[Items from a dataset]
════════════════
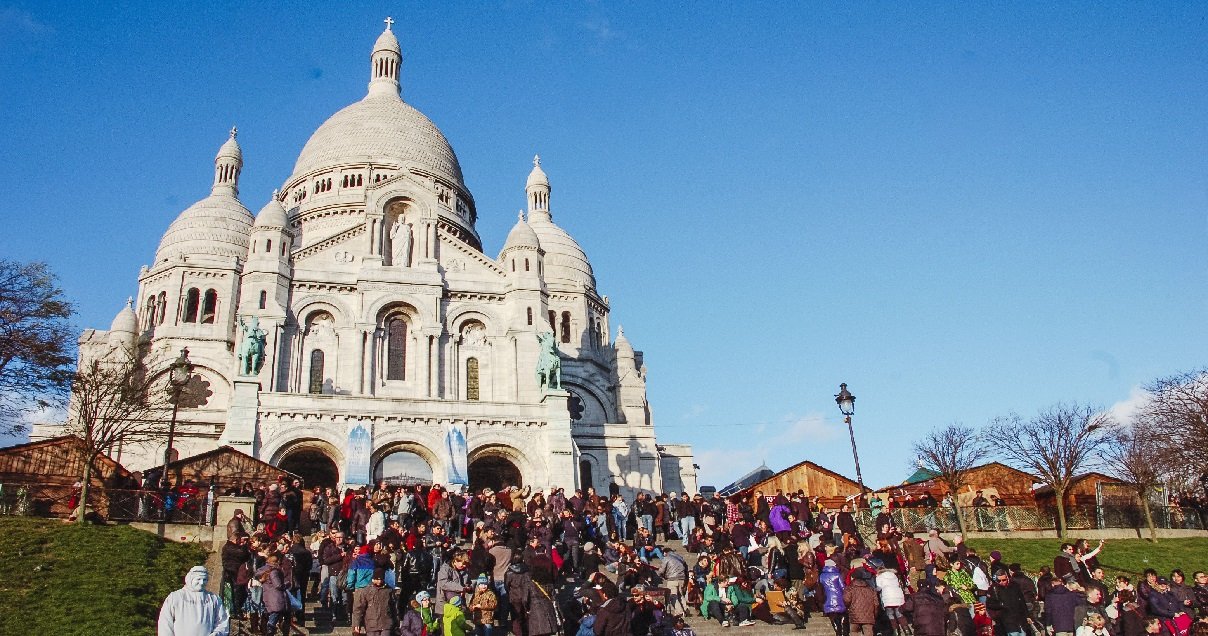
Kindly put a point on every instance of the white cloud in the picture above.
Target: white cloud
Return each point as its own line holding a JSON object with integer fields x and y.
{"x": 600, "y": 28}
{"x": 779, "y": 444}
{"x": 1124, "y": 410}
{"x": 15, "y": 21}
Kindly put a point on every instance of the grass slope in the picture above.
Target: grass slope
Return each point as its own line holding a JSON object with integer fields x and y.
{"x": 1120, "y": 556}
{"x": 68, "y": 579}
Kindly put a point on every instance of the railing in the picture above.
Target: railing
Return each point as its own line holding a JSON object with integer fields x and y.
{"x": 112, "y": 504}
{"x": 1014, "y": 518}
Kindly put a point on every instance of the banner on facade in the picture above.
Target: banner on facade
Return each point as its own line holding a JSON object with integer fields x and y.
{"x": 457, "y": 455}
{"x": 360, "y": 446}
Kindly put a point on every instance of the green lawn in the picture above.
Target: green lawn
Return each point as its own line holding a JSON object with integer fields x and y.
{"x": 67, "y": 579}
{"x": 1121, "y": 556}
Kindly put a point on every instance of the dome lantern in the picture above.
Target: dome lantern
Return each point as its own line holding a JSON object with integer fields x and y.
{"x": 227, "y": 166}
{"x": 385, "y": 63}
{"x": 538, "y": 190}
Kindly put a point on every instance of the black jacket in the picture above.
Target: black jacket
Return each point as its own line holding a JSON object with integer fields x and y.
{"x": 233, "y": 555}
{"x": 611, "y": 618}
{"x": 1008, "y": 606}
{"x": 929, "y": 612}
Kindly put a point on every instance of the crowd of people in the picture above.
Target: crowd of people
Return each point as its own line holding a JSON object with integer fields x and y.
{"x": 428, "y": 560}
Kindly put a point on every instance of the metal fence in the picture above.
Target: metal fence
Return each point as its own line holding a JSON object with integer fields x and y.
{"x": 112, "y": 504}
{"x": 1014, "y": 518}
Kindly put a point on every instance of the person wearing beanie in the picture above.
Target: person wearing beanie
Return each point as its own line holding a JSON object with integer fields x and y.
{"x": 454, "y": 618}
{"x": 372, "y": 607}
{"x": 360, "y": 570}
{"x": 983, "y": 625}
{"x": 428, "y": 617}
{"x": 482, "y": 606}
{"x": 861, "y": 603}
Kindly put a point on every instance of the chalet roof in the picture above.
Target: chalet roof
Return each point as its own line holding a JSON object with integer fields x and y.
{"x": 62, "y": 440}
{"x": 806, "y": 464}
{"x": 220, "y": 450}
{"x": 923, "y": 474}
{"x": 1079, "y": 478}
{"x": 919, "y": 475}
{"x": 747, "y": 480}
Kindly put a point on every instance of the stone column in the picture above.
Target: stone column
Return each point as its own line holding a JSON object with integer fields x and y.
{"x": 559, "y": 445}
{"x": 225, "y": 508}
{"x": 243, "y": 417}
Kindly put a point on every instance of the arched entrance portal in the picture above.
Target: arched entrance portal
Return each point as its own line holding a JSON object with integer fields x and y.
{"x": 493, "y": 472}
{"x": 402, "y": 468}
{"x": 313, "y": 466}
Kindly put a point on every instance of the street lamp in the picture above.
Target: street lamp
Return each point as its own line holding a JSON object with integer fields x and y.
{"x": 847, "y": 406}
{"x": 178, "y": 376}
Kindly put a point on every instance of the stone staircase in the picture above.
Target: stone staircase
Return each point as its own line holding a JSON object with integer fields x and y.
{"x": 319, "y": 620}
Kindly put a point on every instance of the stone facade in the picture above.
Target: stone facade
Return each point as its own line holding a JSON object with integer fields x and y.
{"x": 383, "y": 314}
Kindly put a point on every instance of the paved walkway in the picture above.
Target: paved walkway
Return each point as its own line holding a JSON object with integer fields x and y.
{"x": 318, "y": 620}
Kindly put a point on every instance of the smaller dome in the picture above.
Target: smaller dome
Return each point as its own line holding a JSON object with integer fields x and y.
{"x": 522, "y": 236}
{"x": 272, "y": 214}
{"x": 231, "y": 148}
{"x": 564, "y": 260}
{"x": 622, "y": 343}
{"x": 216, "y": 225}
{"x": 387, "y": 41}
{"x": 538, "y": 175}
{"x": 125, "y": 322}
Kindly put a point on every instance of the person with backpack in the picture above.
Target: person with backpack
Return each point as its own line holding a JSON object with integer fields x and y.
{"x": 372, "y": 608}
{"x": 613, "y": 614}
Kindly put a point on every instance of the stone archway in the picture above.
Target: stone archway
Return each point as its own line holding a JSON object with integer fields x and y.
{"x": 313, "y": 466}
{"x": 494, "y": 472}
{"x": 402, "y": 467}
{"x": 315, "y": 461}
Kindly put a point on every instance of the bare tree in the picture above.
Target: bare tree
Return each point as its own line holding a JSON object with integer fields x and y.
{"x": 1057, "y": 444}
{"x": 1177, "y": 414}
{"x": 1134, "y": 457}
{"x": 951, "y": 452}
{"x": 35, "y": 342}
{"x": 115, "y": 399}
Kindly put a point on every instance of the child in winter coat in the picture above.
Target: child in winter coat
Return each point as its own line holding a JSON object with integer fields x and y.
{"x": 892, "y": 599}
{"x": 454, "y": 618}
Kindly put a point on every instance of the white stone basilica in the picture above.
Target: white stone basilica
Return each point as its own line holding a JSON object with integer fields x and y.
{"x": 387, "y": 327}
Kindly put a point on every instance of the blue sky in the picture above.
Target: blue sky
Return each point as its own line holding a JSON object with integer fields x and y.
{"x": 957, "y": 209}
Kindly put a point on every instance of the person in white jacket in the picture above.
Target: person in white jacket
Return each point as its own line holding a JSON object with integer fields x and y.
{"x": 192, "y": 611}
{"x": 376, "y": 525}
{"x": 892, "y": 599}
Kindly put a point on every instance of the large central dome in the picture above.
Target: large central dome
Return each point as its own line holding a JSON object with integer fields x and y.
{"x": 381, "y": 128}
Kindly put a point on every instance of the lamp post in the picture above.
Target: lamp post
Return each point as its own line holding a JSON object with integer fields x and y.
{"x": 178, "y": 376}
{"x": 847, "y": 406}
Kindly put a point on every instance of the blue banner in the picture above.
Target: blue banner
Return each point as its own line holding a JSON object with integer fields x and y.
{"x": 457, "y": 456}
{"x": 360, "y": 446}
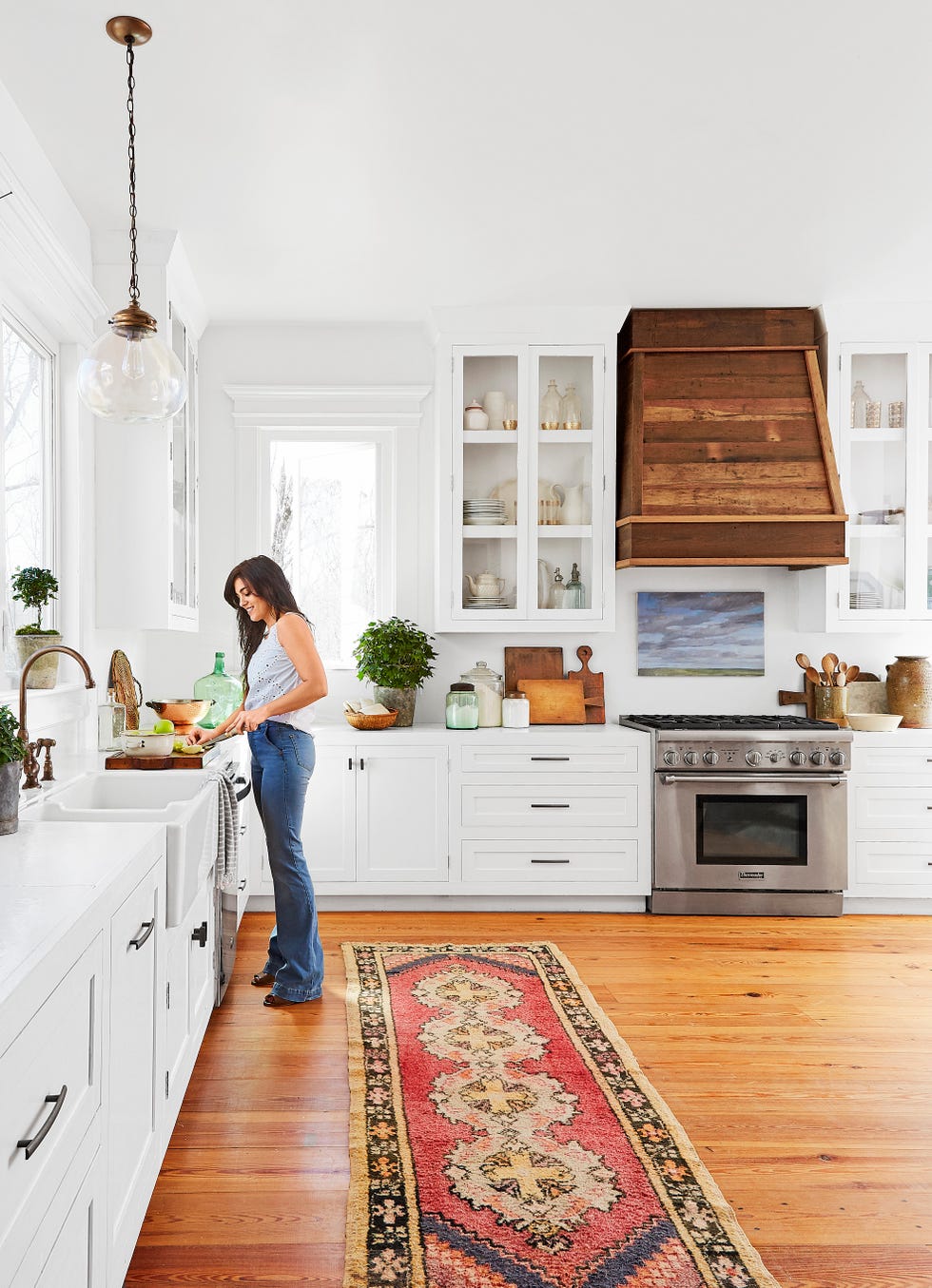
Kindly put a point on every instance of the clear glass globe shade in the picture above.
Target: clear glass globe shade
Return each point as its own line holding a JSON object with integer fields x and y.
{"x": 131, "y": 377}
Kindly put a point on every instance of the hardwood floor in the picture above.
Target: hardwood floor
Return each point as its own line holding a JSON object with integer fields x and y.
{"x": 795, "y": 1052}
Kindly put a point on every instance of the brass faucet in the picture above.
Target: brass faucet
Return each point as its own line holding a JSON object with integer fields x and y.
{"x": 31, "y": 759}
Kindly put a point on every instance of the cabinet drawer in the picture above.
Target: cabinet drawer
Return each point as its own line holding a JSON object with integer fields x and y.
{"x": 565, "y": 808}
{"x": 894, "y": 806}
{"x": 548, "y": 759}
{"x": 58, "y": 1048}
{"x": 532, "y": 866}
{"x": 903, "y": 761}
{"x": 894, "y": 863}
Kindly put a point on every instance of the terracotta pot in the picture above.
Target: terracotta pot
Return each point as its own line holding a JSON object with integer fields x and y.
{"x": 44, "y": 674}
{"x": 909, "y": 692}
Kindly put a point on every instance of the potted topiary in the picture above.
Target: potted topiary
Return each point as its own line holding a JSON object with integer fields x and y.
{"x": 11, "y": 751}
{"x": 396, "y": 657}
{"x": 36, "y": 587}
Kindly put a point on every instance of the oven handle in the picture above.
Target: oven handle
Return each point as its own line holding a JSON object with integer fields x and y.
{"x": 758, "y": 779}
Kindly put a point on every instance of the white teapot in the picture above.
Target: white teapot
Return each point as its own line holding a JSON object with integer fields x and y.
{"x": 486, "y": 585}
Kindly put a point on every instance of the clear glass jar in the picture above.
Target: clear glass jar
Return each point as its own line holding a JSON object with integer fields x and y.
{"x": 515, "y": 711}
{"x": 461, "y": 707}
{"x": 489, "y": 688}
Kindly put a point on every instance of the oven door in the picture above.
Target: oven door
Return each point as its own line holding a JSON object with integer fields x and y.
{"x": 750, "y": 833}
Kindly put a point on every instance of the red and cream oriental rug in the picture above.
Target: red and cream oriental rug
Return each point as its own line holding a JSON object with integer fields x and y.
{"x": 503, "y": 1135}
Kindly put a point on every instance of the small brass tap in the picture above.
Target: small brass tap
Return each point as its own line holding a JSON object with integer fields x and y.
{"x": 31, "y": 760}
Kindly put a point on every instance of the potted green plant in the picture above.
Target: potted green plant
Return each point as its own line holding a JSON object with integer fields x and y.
{"x": 36, "y": 587}
{"x": 11, "y": 751}
{"x": 396, "y": 657}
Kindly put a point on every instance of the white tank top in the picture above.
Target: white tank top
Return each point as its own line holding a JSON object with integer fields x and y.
{"x": 271, "y": 674}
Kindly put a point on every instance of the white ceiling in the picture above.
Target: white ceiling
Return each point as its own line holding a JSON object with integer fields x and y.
{"x": 373, "y": 159}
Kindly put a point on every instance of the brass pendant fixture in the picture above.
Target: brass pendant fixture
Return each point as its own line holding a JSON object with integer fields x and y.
{"x": 129, "y": 375}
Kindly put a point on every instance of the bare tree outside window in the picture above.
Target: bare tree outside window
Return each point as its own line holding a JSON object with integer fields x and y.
{"x": 323, "y": 533}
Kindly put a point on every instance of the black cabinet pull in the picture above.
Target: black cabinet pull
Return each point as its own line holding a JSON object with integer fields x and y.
{"x": 147, "y": 926}
{"x": 32, "y": 1145}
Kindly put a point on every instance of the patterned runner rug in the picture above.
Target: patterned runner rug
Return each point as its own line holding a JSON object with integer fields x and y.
{"x": 503, "y": 1135}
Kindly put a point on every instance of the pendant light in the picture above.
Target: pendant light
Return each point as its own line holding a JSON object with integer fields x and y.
{"x": 129, "y": 375}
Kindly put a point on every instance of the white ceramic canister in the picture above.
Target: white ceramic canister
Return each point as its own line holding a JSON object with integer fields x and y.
{"x": 515, "y": 711}
{"x": 494, "y": 403}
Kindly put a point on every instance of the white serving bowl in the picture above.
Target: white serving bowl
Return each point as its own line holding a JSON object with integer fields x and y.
{"x": 144, "y": 742}
{"x": 871, "y": 721}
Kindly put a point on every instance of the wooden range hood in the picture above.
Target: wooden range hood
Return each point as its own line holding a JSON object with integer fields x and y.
{"x": 725, "y": 453}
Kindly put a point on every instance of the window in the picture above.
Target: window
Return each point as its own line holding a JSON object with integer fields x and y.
{"x": 325, "y": 494}
{"x": 26, "y": 452}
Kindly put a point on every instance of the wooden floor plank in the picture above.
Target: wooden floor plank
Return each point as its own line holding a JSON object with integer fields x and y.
{"x": 795, "y": 1052}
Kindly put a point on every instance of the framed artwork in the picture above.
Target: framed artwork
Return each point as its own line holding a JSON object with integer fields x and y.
{"x": 703, "y": 632}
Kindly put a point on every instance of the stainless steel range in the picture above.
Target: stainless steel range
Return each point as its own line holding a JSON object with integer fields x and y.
{"x": 749, "y": 815}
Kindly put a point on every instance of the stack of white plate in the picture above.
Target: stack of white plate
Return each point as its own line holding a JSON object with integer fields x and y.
{"x": 483, "y": 510}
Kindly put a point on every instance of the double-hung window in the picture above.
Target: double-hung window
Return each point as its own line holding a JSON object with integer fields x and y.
{"x": 28, "y": 456}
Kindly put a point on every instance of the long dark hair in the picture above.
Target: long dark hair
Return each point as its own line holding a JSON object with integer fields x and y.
{"x": 264, "y": 577}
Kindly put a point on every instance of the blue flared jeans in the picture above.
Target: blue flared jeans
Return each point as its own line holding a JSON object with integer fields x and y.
{"x": 282, "y": 762}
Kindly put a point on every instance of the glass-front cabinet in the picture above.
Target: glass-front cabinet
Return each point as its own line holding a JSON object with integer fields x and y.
{"x": 884, "y": 425}
{"x": 526, "y": 529}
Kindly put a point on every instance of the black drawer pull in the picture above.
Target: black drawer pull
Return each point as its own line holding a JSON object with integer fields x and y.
{"x": 32, "y": 1145}
{"x": 148, "y": 926}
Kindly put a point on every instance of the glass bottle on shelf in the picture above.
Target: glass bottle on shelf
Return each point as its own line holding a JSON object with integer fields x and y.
{"x": 575, "y": 590}
{"x": 572, "y": 409}
{"x": 223, "y": 689}
{"x": 859, "y": 406}
{"x": 551, "y": 407}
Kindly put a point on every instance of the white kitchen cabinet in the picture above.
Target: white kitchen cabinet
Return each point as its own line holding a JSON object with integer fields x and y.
{"x": 376, "y": 818}
{"x": 889, "y": 816}
{"x": 882, "y": 424}
{"x": 550, "y": 812}
{"x": 136, "y": 1087}
{"x": 555, "y": 487}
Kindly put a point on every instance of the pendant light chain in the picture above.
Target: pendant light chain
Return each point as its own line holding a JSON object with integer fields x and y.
{"x": 133, "y": 255}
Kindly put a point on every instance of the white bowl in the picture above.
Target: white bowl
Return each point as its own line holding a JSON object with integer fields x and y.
{"x": 871, "y": 721}
{"x": 144, "y": 742}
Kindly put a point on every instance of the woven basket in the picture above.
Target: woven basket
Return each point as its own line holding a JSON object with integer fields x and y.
{"x": 359, "y": 721}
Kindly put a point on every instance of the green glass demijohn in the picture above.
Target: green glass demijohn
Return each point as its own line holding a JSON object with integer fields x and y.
{"x": 225, "y": 692}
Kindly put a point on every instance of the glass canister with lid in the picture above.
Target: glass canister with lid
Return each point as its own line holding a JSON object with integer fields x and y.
{"x": 489, "y": 688}
{"x": 461, "y": 707}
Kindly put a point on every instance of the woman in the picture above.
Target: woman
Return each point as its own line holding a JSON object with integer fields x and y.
{"x": 283, "y": 678}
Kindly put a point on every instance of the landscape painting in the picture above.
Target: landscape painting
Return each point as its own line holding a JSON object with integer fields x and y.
{"x": 703, "y": 632}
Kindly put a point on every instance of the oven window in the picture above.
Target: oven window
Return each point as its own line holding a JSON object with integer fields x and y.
{"x": 750, "y": 830}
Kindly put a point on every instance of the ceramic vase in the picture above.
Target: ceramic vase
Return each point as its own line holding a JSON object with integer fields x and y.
{"x": 399, "y": 701}
{"x": 909, "y": 690}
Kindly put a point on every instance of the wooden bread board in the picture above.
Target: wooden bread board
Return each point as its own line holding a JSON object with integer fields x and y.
{"x": 593, "y": 686}
{"x": 532, "y": 663}
{"x": 554, "y": 701}
{"x": 177, "y": 760}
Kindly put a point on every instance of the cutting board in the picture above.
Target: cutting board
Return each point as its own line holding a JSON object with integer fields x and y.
{"x": 533, "y": 663}
{"x": 553, "y": 701}
{"x": 593, "y": 686}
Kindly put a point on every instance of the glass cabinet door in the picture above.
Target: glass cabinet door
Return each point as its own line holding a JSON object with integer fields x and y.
{"x": 876, "y": 411}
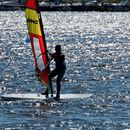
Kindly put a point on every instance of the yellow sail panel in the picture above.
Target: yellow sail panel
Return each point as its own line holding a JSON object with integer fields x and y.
{"x": 33, "y": 22}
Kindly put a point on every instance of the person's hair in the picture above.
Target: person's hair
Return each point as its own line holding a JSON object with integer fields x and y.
{"x": 58, "y": 48}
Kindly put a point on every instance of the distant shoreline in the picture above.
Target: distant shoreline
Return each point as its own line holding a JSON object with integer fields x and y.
{"x": 101, "y": 8}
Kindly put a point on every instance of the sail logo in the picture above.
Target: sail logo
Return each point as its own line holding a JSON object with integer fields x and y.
{"x": 32, "y": 21}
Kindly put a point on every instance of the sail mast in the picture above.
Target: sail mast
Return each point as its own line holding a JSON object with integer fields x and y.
{"x": 37, "y": 38}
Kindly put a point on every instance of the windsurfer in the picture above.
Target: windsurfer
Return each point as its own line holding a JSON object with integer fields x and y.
{"x": 59, "y": 70}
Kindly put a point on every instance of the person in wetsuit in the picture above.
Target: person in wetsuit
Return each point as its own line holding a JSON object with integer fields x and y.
{"x": 59, "y": 70}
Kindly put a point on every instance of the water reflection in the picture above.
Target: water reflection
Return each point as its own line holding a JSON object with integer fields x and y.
{"x": 97, "y": 52}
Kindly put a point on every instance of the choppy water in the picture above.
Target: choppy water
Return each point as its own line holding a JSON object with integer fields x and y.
{"x": 97, "y": 49}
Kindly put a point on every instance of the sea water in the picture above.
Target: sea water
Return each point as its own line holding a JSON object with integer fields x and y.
{"x": 97, "y": 50}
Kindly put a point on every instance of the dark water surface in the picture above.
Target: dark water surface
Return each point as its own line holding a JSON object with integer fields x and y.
{"x": 97, "y": 49}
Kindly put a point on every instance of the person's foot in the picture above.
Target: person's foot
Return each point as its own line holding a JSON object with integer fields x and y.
{"x": 45, "y": 93}
{"x": 56, "y": 98}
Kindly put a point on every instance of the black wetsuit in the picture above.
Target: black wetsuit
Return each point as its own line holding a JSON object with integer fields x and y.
{"x": 59, "y": 71}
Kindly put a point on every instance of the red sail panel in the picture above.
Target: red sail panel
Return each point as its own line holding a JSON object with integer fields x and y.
{"x": 37, "y": 38}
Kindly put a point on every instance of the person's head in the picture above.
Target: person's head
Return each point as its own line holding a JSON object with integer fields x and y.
{"x": 58, "y": 48}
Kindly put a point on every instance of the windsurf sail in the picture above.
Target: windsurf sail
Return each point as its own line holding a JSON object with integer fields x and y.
{"x": 37, "y": 39}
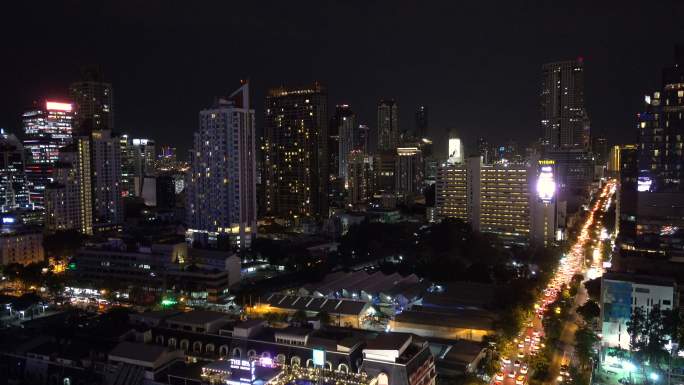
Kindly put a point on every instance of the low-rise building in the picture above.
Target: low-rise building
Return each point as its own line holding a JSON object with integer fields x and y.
{"x": 621, "y": 294}
{"x": 22, "y": 246}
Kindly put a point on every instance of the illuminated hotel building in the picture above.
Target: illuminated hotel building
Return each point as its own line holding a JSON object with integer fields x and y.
{"x": 138, "y": 158}
{"x": 661, "y": 132}
{"x": 68, "y": 200}
{"x": 409, "y": 171}
{"x": 451, "y": 192}
{"x": 14, "y": 192}
{"x": 500, "y": 199}
{"x": 358, "y": 178}
{"x": 295, "y": 153}
{"x": 564, "y": 119}
{"x": 46, "y": 129}
{"x": 221, "y": 186}
{"x": 388, "y": 125}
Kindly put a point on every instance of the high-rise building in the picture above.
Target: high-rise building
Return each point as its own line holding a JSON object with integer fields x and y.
{"x": 138, "y": 157}
{"x": 105, "y": 175}
{"x": 221, "y": 187}
{"x": 68, "y": 199}
{"x": 484, "y": 148}
{"x": 451, "y": 192}
{"x": 422, "y": 122}
{"x": 388, "y": 125}
{"x": 295, "y": 153}
{"x": 358, "y": 178}
{"x": 344, "y": 125}
{"x": 362, "y": 139}
{"x": 46, "y": 129}
{"x": 661, "y": 131}
{"x": 599, "y": 148}
{"x": 94, "y": 102}
{"x": 409, "y": 171}
{"x": 14, "y": 188}
{"x": 564, "y": 118}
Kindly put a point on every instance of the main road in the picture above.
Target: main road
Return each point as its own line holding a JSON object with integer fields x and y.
{"x": 515, "y": 370}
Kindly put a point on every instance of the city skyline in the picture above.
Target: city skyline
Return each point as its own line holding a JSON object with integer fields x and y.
{"x": 448, "y": 86}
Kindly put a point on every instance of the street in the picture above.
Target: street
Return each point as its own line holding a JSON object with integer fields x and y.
{"x": 514, "y": 370}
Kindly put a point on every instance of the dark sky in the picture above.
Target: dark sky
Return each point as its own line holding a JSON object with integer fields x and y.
{"x": 475, "y": 64}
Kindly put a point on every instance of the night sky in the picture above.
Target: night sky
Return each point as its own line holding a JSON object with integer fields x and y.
{"x": 476, "y": 65}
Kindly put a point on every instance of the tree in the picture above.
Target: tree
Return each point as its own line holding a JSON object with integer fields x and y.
{"x": 589, "y": 311}
{"x": 635, "y": 326}
{"x": 585, "y": 340}
{"x": 324, "y": 317}
{"x": 299, "y": 316}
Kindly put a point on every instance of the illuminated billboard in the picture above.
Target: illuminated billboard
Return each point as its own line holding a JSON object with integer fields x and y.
{"x": 455, "y": 151}
{"x": 546, "y": 186}
{"x": 57, "y": 106}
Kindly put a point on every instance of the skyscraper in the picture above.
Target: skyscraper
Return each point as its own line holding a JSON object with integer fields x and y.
{"x": 221, "y": 188}
{"x": 47, "y": 128}
{"x": 344, "y": 122}
{"x": 564, "y": 118}
{"x": 68, "y": 199}
{"x": 138, "y": 157}
{"x": 388, "y": 125}
{"x": 421, "y": 122}
{"x": 661, "y": 132}
{"x": 105, "y": 178}
{"x": 14, "y": 192}
{"x": 94, "y": 102}
{"x": 295, "y": 152}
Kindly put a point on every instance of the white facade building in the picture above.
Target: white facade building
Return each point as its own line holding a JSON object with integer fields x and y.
{"x": 221, "y": 188}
════════════════
Your answer must be the exact lines from the start of the data through the line with "Target: grass slope", inclusive, and nothing else; pictures do not belong in it.

### Answer area
Kindly put a point on every instance of the white cloud in the picture above.
Target: white cloud
Return each point as its own line holding a JSON object with integer fields x and y.
{"x": 600, "y": 28}
{"x": 779, "y": 444}
{"x": 1124, "y": 410}
{"x": 15, "y": 21}
Kindly put a point on every instance of the grass slope in the picture above.
Target: grass slope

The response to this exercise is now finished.